• **YOUR OBJECTIVE**
Would you reproduce the part of the material that opens with its first line and closes with the line containing "Query: potted plant", both ends included, character for character?
══════════════════════════════
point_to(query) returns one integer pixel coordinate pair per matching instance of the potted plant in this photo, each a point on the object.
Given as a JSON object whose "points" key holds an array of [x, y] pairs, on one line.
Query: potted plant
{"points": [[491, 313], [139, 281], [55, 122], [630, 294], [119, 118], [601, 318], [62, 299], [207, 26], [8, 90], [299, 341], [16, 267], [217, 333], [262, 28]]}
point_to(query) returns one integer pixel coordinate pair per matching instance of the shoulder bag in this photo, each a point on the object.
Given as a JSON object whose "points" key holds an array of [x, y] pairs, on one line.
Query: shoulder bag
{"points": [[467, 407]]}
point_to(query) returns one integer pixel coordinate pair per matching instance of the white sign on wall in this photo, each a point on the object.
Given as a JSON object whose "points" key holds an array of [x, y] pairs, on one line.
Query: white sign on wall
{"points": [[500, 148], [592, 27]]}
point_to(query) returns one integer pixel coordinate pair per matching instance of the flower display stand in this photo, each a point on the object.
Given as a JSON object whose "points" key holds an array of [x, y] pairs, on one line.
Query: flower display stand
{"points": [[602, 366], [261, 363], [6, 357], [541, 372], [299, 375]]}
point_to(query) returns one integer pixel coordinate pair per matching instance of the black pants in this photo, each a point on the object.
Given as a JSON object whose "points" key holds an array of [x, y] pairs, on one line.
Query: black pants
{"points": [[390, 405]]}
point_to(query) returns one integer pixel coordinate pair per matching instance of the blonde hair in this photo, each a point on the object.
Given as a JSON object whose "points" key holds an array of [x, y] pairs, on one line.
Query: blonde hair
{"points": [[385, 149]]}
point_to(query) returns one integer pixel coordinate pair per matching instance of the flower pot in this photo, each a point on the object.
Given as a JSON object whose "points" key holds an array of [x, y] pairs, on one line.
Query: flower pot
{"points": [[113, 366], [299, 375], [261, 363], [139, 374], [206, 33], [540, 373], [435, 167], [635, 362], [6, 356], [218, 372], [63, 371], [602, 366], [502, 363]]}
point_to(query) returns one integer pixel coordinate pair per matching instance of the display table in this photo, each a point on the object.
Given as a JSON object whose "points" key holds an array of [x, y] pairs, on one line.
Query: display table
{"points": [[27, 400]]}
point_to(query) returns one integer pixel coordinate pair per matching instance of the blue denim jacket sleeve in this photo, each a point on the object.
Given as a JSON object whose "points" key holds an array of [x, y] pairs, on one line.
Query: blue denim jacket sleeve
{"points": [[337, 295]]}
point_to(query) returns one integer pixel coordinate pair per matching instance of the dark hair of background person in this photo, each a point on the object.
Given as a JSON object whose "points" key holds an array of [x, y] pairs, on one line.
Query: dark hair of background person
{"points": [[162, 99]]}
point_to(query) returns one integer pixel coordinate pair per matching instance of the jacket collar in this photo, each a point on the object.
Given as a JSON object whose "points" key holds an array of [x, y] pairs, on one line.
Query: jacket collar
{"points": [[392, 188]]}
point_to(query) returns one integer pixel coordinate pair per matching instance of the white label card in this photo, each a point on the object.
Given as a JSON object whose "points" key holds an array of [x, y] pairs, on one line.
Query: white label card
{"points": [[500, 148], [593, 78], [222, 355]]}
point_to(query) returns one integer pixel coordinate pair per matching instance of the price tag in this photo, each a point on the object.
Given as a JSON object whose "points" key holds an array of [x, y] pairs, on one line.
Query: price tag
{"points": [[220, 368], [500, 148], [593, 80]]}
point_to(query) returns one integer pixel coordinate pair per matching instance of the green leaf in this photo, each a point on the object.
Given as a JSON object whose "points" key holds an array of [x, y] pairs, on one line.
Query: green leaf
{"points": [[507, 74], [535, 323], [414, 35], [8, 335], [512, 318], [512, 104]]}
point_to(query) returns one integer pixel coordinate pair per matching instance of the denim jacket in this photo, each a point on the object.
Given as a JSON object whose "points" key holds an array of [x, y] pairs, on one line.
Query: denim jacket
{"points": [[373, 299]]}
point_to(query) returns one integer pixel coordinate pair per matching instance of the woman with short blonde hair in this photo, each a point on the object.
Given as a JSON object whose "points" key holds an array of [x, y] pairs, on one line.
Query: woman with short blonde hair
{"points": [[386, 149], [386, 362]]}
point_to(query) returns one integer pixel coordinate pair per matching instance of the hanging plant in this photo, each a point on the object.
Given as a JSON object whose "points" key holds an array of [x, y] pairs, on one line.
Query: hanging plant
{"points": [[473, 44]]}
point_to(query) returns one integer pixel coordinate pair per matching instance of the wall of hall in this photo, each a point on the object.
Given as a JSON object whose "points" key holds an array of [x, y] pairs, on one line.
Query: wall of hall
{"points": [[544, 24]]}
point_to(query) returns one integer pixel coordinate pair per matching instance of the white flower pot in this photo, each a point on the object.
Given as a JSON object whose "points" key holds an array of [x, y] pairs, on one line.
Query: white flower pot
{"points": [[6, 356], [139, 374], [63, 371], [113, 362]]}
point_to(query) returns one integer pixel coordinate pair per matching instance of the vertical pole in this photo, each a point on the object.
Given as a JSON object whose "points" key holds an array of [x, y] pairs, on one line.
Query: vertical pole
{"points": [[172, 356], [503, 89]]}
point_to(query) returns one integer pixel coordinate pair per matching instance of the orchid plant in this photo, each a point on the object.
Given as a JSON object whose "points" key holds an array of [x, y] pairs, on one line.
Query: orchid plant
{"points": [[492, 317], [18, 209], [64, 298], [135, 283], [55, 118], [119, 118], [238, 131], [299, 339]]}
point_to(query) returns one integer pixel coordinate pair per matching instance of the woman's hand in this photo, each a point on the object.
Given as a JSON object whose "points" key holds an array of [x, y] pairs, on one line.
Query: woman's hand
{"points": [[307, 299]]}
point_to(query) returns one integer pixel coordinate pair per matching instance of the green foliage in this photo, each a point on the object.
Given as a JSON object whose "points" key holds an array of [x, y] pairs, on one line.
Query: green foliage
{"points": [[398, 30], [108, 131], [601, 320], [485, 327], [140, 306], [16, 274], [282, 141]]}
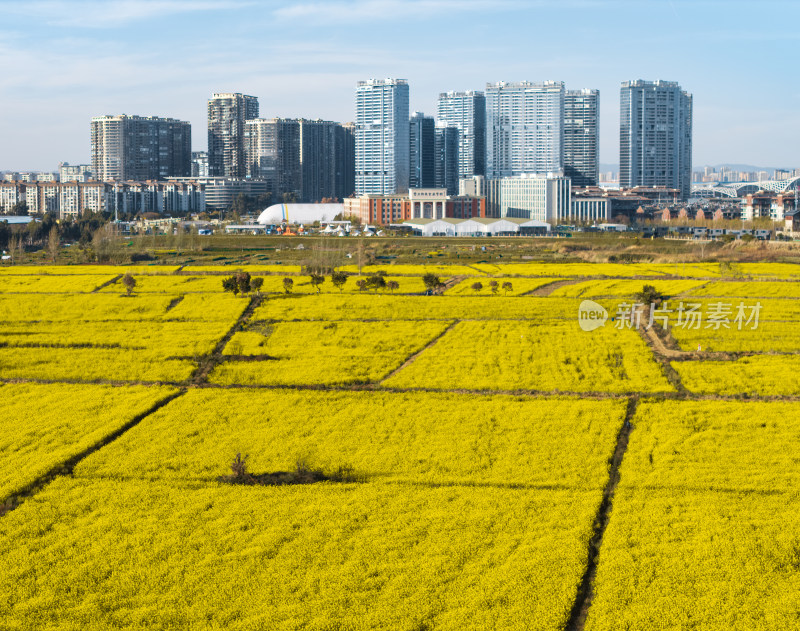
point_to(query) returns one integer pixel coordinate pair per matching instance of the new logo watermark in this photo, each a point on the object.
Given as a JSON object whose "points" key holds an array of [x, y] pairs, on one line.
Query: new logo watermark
{"points": [[591, 315], [692, 315]]}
══════════════════════════════
• **RESULT FOR THIS TASK**
point_to(query) returns one integer pixel coordinate pair per matching instance of the potted plant in this photo, each a point on the object.
Given as a JSON object whose "points" key holds an array of [x, y] pairs, on one line.
Query: potted plant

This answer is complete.